• _Task prompt_
Each entry needs to be retyped exactly, with nothing added or dropped.

[Data records — start]

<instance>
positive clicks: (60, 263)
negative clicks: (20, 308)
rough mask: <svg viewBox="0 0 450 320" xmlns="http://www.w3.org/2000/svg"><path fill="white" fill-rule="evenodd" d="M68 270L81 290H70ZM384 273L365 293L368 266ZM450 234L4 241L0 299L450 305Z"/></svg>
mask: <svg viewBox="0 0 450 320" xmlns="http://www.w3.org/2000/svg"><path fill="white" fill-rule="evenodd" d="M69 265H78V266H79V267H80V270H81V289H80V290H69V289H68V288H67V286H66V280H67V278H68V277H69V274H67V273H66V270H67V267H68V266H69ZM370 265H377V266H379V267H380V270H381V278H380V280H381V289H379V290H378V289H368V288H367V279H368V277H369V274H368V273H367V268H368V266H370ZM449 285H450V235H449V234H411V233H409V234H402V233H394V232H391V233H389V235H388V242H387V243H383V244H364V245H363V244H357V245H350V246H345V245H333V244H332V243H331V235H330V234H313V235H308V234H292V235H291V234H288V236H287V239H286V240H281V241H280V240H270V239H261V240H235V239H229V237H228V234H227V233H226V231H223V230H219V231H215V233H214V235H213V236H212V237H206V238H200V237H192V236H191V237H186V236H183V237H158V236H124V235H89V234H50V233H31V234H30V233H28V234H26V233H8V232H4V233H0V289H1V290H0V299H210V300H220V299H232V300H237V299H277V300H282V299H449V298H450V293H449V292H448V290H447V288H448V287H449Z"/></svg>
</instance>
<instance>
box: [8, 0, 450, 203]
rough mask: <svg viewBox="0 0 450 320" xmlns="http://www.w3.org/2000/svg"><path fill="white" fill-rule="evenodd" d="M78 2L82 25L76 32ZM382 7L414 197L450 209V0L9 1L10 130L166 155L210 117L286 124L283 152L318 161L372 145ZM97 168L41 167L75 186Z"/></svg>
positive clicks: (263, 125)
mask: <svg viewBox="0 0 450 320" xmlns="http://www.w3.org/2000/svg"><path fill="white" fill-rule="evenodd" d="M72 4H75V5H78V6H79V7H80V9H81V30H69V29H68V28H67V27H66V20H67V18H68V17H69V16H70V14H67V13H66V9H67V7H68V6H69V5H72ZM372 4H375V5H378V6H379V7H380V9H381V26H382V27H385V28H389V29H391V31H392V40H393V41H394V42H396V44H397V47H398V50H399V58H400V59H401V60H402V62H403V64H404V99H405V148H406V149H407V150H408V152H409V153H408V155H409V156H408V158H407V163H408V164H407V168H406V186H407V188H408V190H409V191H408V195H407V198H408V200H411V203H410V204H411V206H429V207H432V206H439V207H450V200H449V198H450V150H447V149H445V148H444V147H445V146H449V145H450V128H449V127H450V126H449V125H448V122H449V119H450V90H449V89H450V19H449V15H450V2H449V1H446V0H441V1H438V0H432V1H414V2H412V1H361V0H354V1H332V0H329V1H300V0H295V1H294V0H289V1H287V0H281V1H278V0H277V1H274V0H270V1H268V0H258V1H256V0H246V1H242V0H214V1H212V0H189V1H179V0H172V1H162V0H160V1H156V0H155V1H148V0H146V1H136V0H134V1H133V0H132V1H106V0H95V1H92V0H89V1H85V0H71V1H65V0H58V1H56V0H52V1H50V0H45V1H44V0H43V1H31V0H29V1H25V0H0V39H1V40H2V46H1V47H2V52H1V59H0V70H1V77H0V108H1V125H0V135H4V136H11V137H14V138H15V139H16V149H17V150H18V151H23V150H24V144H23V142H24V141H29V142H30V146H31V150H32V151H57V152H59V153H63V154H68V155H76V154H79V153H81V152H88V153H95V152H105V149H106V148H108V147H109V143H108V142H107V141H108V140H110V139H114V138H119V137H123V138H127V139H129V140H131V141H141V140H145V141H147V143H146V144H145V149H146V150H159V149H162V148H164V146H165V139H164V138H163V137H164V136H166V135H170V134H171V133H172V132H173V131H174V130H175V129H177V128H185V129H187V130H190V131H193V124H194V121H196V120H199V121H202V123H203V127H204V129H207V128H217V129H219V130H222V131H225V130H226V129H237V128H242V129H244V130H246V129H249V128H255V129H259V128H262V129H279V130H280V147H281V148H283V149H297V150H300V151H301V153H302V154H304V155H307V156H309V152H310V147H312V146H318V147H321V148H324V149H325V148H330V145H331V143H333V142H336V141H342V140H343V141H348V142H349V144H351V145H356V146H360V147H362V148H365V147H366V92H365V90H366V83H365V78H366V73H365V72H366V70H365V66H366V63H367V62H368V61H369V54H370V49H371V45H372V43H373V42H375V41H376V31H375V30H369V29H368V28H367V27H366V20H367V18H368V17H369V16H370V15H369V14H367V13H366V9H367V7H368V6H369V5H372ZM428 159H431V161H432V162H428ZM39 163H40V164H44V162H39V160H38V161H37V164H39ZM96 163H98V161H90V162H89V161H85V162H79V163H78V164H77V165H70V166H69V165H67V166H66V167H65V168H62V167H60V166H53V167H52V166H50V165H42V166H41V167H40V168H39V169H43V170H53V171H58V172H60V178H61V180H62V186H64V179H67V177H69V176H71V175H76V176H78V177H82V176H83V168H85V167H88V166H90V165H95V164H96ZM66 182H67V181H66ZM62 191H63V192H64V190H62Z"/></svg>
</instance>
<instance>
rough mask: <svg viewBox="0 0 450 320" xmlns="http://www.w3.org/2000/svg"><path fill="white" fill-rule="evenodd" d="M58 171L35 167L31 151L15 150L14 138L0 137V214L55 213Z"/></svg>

[Data records — finish]

• _Expected answer_
<instance>
positive clicks: (60, 263)
negative clicks: (20, 308)
rough mask: <svg viewBox="0 0 450 320" xmlns="http://www.w3.org/2000/svg"><path fill="white" fill-rule="evenodd" d="M68 270L81 290H70ZM384 273L365 293L368 266ZM450 234L4 241L0 299L450 305Z"/></svg>
mask: <svg viewBox="0 0 450 320" xmlns="http://www.w3.org/2000/svg"><path fill="white" fill-rule="evenodd" d="M69 265H78V266H79V267H80V270H81V289H80V290H69V289H68V288H67V286H66V280H67V278H68V277H69V274H67V273H66V270H67V267H68V266H69ZM370 265H377V266H379V267H380V270H381V278H380V280H381V289H379V290H378V289H368V288H367V279H368V277H369V274H368V273H367V268H368V266H370ZM449 285H450V235H449V234H411V233H409V234H402V233H394V232H391V233H389V235H388V242H387V243H383V244H364V245H363V244H357V245H350V246H345V245H333V244H332V243H331V235H330V234H313V235H308V234H292V235H291V234H288V236H287V239H286V240H281V241H280V240H270V239H261V240H235V239H229V237H228V234H227V233H226V231H223V230H219V231H215V233H214V235H213V236H212V237H206V238H200V237H192V236H191V237H186V236H183V237H158V236H124V235H89V234H50V233H31V234H30V233H28V234H26V233H8V232H4V233H0V289H1V290H0V299H210V300H220V299H232V300H237V299H277V300H282V299H449V298H450V293H449V292H448V290H447V288H448V287H449Z"/></svg>
</instance>
<instance>
box: [8, 0, 450, 203]
rough mask: <svg viewBox="0 0 450 320" xmlns="http://www.w3.org/2000/svg"><path fill="white" fill-rule="evenodd" d="M78 2L82 25L76 32ZM382 7L414 197L450 209V0L9 1L10 130L166 155L210 117L286 124L283 152L318 161L372 145ZM97 168L41 167L75 186Z"/></svg>
positive clicks: (263, 125)
mask: <svg viewBox="0 0 450 320" xmlns="http://www.w3.org/2000/svg"><path fill="white" fill-rule="evenodd" d="M72 4H75V5H78V6H79V7H80V9H81V30H69V29H68V28H67V27H66V20H67V18H68V17H69V16H70V14H67V13H66V9H67V7H68V6H69V5H72ZM372 4H375V5H378V6H379V7H380V9H381V26H382V27H385V28H389V29H391V31H392V40H393V41H394V42H396V44H397V47H398V50H399V58H400V59H401V60H402V62H403V64H404V99H405V148H406V149H407V150H408V152H409V153H408V155H409V156H408V158H407V163H408V164H407V168H406V186H407V188H408V190H409V191H408V195H407V198H408V200H411V203H410V204H411V206H429V207H432V206H439V207H450V200H449V198H450V150H447V149H445V148H444V147H445V146H449V145H450V128H449V127H450V126H449V125H448V122H449V119H450V90H449V89H450V19H449V15H450V2H449V1H446V0H441V1H438V0H432V1H414V2H412V1H361V0H354V1H332V0H329V1H300V0H295V1H294V0H289V1H287V0H281V1H278V0H277V1H274V0H270V1H268V0H258V1H256V0H246V1H242V0H214V1H212V0H189V1H179V0H172V1H162V0H160V1H156V0H155V1H148V0H146V1H136V0H134V1H133V0H132V1H106V0H95V1H92V0H89V1H85V0H71V1H65V0H58V1H56V0H52V1H50V0H45V1H44V0H43V1H31V0H29V1H25V0H0V39H1V40H2V46H1V47H2V52H1V59H0V70H1V77H0V108H1V125H0V135H4V136H11V137H14V138H15V139H16V149H17V150H18V151H23V150H24V144H23V142H24V141H29V142H30V146H31V150H32V151H57V152H59V153H63V154H68V155H76V154H79V153H81V152H88V153H95V152H105V149H106V148H108V147H109V143H108V142H107V141H108V140H110V139H114V138H119V137H123V138H127V139H129V140H131V141H141V140H145V141H147V143H146V144H145V149H146V150H159V149H162V148H164V146H165V139H164V138H163V137H164V136H166V135H170V134H171V133H172V132H173V131H174V130H175V129H177V128H185V129H187V130H190V131H193V124H194V121H196V120H199V121H202V123H203V127H204V129H207V128H217V129H219V130H222V131H225V130H226V129H237V128H242V129H244V130H246V129H249V128H255V129H259V128H262V129H279V130H280V147H281V148H283V149H297V150H300V151H301V153H302V154H304V155H307V156H309V152H310V147H312V146H318V147H321V148H324V149H325V148H330V145H331V143H333V142H336V141H342V140H343V141H348V142H349V144H351V145H356V146H360V147H362V148H365V147H366V92H365V90H366V83H365V78H366V73H365V72H366V70H365V66H366V63H367V62H368V61H369V54H370V49H371V45H372V43H373V42H375V41H376V31H375V30H369V29H368V28H367V27H366V20H367V18H368V17H369V16H370V15H369V14H367V13H366V9H367V7H368V6H369V5H372ZM428 159H431V161H432V162H428ZM39 163H40V164H44V162H39V160H38V161H37V164H39ZM96 163H98V161H90V162H89V161H85V162H79V163H78V164H77V165H70V166H69V165H67V166H66V167H65V168H62V167H60V166H53V167H52V166H50V165H42V166H41V167H40V168H39V169H43V170H53V171H58V172H60V178H61V180H62V186H64V179H67V177H69V176H71V175H76V176H78V177H82V176H83V168H85V167H88V166H90V165H95V164H96ZM66 182H67V181H66ZM62 191H63V192H64V190H62Z"/></svg>
</instance>
<instance>
rough mask: <svg viewBox="0 0 450 320" xmlns="http://www.w3.org/2000/svg"><path fill="white" fill-rule="evenodd" d="M58 171L35 167L31 151L15 150L14 138L0 137V214L55 213Z"/></svg>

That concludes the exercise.